» **Brief**: Return every line below as is, leaving out the pictures.

» **Image-grounded pointing data**:
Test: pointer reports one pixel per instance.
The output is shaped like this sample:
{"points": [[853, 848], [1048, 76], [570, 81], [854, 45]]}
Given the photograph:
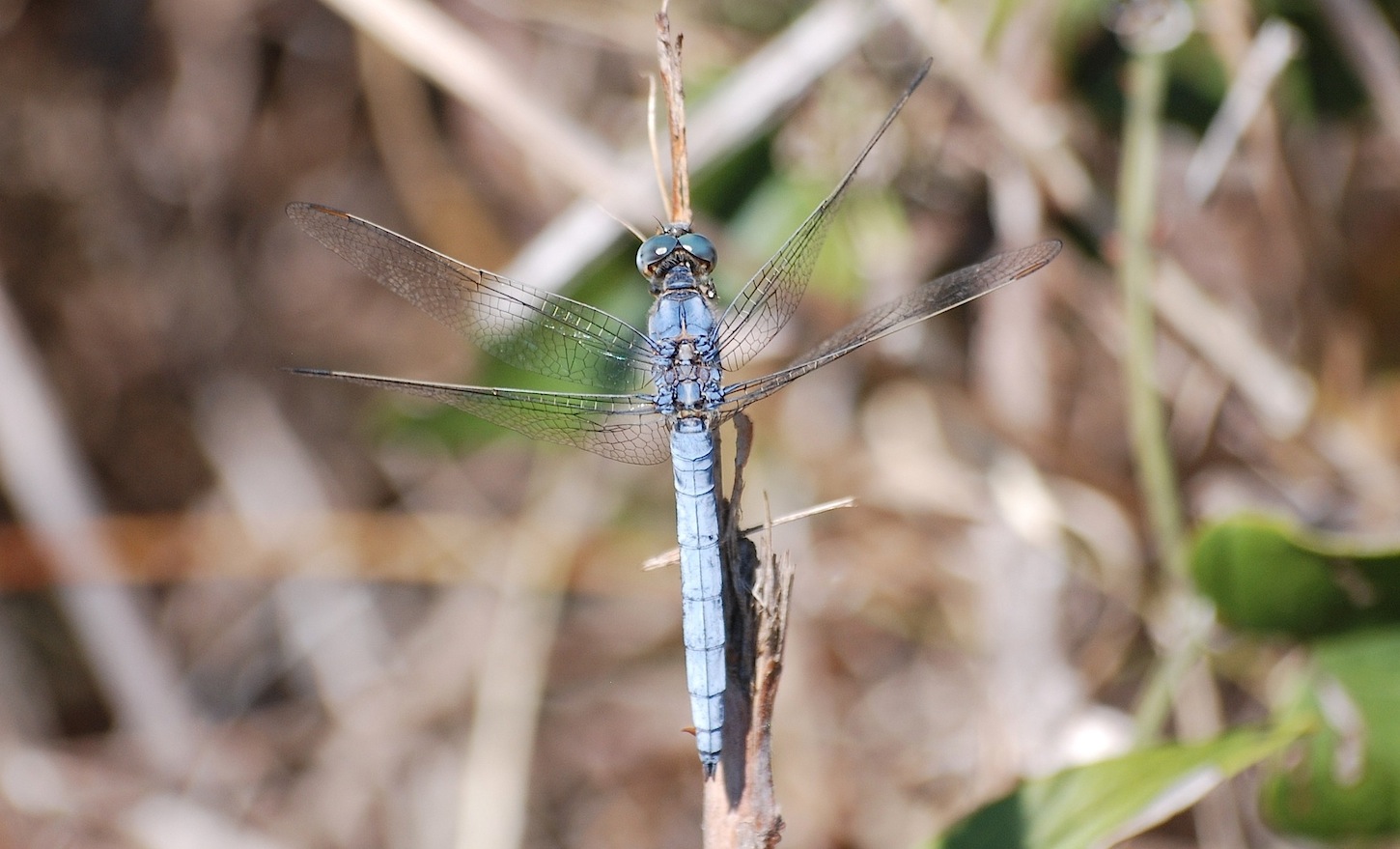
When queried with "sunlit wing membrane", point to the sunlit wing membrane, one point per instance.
{"points": [[625, 428], [529, 328]]}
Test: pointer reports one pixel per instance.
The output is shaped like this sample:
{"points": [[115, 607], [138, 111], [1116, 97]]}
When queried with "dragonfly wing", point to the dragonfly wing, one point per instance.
{"points": [[926, 301], [525, 326], [766, 301], [625, 428]]}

» **Result of this task**:
Test: pointer reports one pixel per instance.
The output is shaped like this sample:
{"points": [[853, 848], [1048, 76], [570, 81], [854, 45]]}
Given the photograph:
When queried with "sunlit wing membrane", point to the sunlit wing membrane, one point per instance.
{"points": [[625, 428], [529, 328]]}
Test: pointer reports one pixel per instance.
The output is shaped like this sample:
{"points": [[115, 607], [138, 111], [1116, 97]]}
When queried with "dragonfly wing", point to the dragonfly wing, one point per instance.
{"points": [[926, 301], [525, 326], [766, 301], [625, 428]]}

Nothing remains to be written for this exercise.